Extracted data entries
::::::
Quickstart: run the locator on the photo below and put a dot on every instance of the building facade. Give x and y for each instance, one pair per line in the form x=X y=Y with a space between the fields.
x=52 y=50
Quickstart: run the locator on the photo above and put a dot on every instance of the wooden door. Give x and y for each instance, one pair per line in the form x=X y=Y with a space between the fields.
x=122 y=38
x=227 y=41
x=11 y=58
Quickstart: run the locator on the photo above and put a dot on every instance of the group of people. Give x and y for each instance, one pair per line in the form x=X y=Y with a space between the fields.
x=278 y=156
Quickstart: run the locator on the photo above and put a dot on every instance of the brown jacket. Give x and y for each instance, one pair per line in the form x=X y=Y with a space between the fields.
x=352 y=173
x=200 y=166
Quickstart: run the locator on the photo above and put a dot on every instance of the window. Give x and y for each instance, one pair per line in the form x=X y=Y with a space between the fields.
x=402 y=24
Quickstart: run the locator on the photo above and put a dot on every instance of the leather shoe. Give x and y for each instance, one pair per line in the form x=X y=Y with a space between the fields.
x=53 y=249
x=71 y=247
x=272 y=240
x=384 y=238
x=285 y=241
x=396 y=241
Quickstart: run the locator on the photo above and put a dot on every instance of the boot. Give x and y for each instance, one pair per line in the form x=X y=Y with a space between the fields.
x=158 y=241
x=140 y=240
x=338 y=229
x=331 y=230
::::::
■ WORK REQUIRED
Can you reproduce all of the data above, line for line and without any changes?

■ RESULT OF THIS TASK
Quickstart: run the locator on the photo below and put a dot on every instance of the building facade. Give x and y for each instance, one pair per line in the form x=X y=Y with a space between the fields.
x=52 y=50
Quickstart: run the locator on the photo above and put a dot on every instance of the wooden door. Give x and y for each instance, one pair per line in the form x=X y=Y with a space between the fields.
x=122 y=38
x=227 y=41
x=11 y=58
Quickstart: run the locator on the photo above and put a dot on every instance of the group of people. Give x and y for each instance, one pair per line in the form x=X y=Y with a space between the fields.
x=278 y=156
Quickstart: run the locator on the photo above and put a dot on every instance of the brown jacket. Give x and y for each instance, one pair per line in the form x=X y=Y with a space between the fields.
x=352 y=173
x=200 y=166
Quickstart: run the locator on the photo above and put a dot on every instance of the window. Give x and y for each instance, one pair per line in the form x=X y=Y with a space between the fields.
x=402 y=24
Quickstart: run the locator on the photo above and put a dot on every instance of the leather shoe. Give x and y for each instance, one pair per line in the form x=X y=Y with a space between the fields.
x=53 y=249
x=71 y=247
x=272 y=240
x=384 y=238
x=285 y=241
x=396 y=241
Quickstart: run the locator on the photo above and put a dot on every instance of the boot. Give x and y for each instance, one pair per line in the form x=X y=Y with a space between the fields.
x=158 y=241
x=140 y=240
x=338 y=229
x=331 y=230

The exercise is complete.